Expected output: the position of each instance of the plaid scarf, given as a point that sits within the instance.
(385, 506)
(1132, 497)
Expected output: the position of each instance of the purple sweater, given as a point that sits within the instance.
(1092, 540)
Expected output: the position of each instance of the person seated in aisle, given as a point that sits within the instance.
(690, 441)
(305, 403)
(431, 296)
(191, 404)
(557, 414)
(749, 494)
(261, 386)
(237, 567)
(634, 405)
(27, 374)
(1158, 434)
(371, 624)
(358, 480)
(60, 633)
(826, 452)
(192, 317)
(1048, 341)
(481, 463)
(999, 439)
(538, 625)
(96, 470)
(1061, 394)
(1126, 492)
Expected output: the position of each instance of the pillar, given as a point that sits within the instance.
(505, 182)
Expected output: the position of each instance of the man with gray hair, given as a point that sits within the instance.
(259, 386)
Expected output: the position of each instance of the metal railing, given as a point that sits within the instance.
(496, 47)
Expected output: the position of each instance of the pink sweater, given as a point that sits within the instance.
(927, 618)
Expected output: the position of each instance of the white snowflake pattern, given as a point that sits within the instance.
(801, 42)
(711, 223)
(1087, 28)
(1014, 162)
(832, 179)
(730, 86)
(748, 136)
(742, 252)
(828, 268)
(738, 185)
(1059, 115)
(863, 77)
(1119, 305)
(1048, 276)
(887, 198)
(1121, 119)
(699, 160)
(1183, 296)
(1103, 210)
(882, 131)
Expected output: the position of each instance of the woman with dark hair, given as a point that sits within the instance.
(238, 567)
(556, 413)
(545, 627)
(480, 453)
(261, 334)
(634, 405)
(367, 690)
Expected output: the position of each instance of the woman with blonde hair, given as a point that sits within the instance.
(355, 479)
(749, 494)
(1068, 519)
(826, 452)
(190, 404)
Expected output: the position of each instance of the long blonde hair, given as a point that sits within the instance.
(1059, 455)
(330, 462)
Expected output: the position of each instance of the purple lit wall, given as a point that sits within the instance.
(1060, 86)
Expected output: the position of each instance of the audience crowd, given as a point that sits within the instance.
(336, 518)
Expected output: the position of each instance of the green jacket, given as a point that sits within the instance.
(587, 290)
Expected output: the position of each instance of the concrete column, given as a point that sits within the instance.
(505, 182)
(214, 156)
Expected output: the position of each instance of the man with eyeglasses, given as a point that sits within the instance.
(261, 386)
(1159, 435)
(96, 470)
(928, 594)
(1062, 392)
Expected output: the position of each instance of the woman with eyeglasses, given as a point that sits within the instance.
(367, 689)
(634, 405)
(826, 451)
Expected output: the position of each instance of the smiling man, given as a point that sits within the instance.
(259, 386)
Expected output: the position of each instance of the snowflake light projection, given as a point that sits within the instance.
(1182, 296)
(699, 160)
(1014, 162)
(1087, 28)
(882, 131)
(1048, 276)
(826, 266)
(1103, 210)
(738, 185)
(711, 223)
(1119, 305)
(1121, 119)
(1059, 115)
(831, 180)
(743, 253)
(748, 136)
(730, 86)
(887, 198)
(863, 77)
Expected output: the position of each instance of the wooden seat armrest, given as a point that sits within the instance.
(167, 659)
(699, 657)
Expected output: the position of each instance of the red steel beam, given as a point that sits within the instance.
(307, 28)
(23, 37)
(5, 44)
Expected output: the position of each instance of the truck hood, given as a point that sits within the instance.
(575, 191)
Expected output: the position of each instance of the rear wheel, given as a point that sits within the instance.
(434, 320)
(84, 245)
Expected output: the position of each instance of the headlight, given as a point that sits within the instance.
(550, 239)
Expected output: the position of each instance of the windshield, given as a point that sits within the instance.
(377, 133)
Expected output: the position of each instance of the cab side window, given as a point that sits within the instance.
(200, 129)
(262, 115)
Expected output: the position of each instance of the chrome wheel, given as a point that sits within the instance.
########
Starting with the line that contains "the windshield, given" and going on through the end of the records, switch "position" to "location" and write out those lines again with nothing else changed.

Solution to this task =
Expected output: the location of each instance of the windshield, given as a point that sits within the instance.
(377, 133)
Expected output: the location of each instance of the cab side window, given as a point that sits within the instance.
(200, 129)
(262, 115)
Expected output: the location of each instance of the chrome wheel, given as a point that sits within the instance.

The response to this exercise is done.